◆ **Passage to read**:
* Start *

Anyway: Lord, how I digress. Here's the point: I am now in München, and am touristing, and I will relate to you all the last few days of my time here in a manner largely chronological, though with the requisite DF commentary thrown in (as if I could _not_ throw commentary).

So: up bright and early day before yesterday when I departed die Schweitz at long last. There were no tears upon farewell; I'd enjoyed Zürich greatly, but I'd done the city good and proper, and twas time to leave. The train journey north to Deutschland was ... adequate. On the plus side, it was not the cattle-car experience of the Zürich-Berne debacle, but nor was it the open, opulent spacious comfort of the Visp-Zermatt leg. I shared a four-seat space with some nice Euros, it got tiresome having to sit there, but on balance it was fine and I read a dreary book ("Lush Life") to pass the time.

Arrival Munich! The trip from Hbf to Pension Haydn was uneventful and basically efficient. There were small annoyances (it took forever to change currency, and I said to a guy in line, "you're American" when he in fact was not--but in my defense he really really did look American). So: arrival pension, and it was/is entirely adequate. Not luxurious, not particularly nice even, but clean and well-kept, and blessedly there is not the critical mass of young travelers that I'd feared might make it a party spot (there is, fortunately, a hostel a couple blocks away, and I think that attracts the tweeniboppers and related annoyances--good lord how old I sound writing this).

So: after offloading all my crap into the tiny but very clean room (reminiscent of the dorm rooms my UCLA friends occupied, though they were crammed into them two at a time), I made some patented DF city maps and set off to explore the Munich. I headed to Marienplatz, which is more or less Munich tourist/commerce ground zero. The standard roundelay of tourist sights ensued: Munich Rathaus (again, government center, no vermin present)—check; St Peter’s Cathedral (complete with vertiginous and exhausting climb to top of tower)—check; Holy-Ghost Church (there are, you will have noticed by now, a profusion of churches in Munich)—check; Karlstor (one of many massive old medieval gates)—check.

It was another sweltering day in Central Europa, readers, and lord these people do not have a love for air conditioning. The second-best thing is to lounge at an outdoor café or restaurant and pray for a breeze, which is what I did (Augustinier am Dom, just out of the way and so freer of tourist hordes—and my newfound Schweitzer vegetarianism bit the dust when the waitress, trussed up in one of those fraulein outfits that looks painful to wear, brought me a menu overflowing with delectable Bavarian beef- and porkstuffs).

But here’s a weird thing: the Euros seem to love to bathe publicly in fountains. There are several very nice fountains along the shopping street that I wandered, and the locals seemed very willing to strip to the skivs and dance around in them, F. Scott and Zelda Fitzgerald style. And on the exact opposite end of the spectrum, I was surprised to find more Muslim ladies in the headdresses and the full-on black coverings than I have probably ever seen in all my time in America. And many of these covered up Muslim ladies, with only eyes peeking out of their swaddling, have conspicuously expensive Prada or Chanel sunglasses on to boot. Welcome to contemporary Europa.

* End *

◆ **Challenge 1**:
Answer these about the Munich travel account:
(a) What book was read during the train journey to Germany?
(b) What is the name of the pension where the writer stayed?
(c) At which restaurant did the writer sit outdoors hoping for a breeze?

◆ **Exercise input**:
* Start *

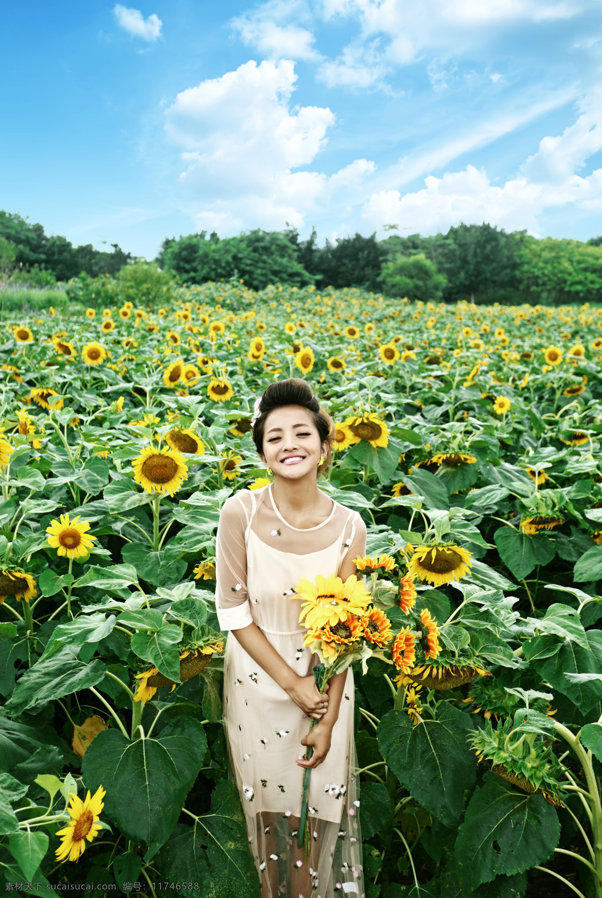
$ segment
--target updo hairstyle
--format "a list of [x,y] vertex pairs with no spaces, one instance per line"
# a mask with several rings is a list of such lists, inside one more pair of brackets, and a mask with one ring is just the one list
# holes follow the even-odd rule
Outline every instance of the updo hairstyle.
[[284,381],[275,381],[266,389],[260,400],[257,418],[253,421],[252,438],[257,452],[263,453],[263,432],[265,421],[270,411],[286,405],[298,405],[306,409],[312,416],[320,436],[320,443],[328,443],[323,464],[318,473],[325,473],[332,461],[332,445],[334,441],[334,424],[325,409],[320,405],[317,396],[306,381],[301,377],[288,377]]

* End *

◆ **Challenge 2**:
Please edit the records from their start through the line with "Outline every instance of the updo hairstyle.", swapping "hairstyle" for "hairdo" and leaving everything else unchanged. Return only those lines, without the pictures.

◆ **Task output 1**:
(a) "Lush Life"
(b) Pension Haydn
(c) Augustinier am Dom

◆ **Task output 2**:
$ segment
--target updo hairdo
--format "a list of [x,y] vertex pairs with no spaces, one instance per line"
# a mask with several rings is a list of such lists, inside one more pair of brackets, and a mask with one ring is just the one list
# holes follow the even-odd rule
Outline every instance of the updo hairdo.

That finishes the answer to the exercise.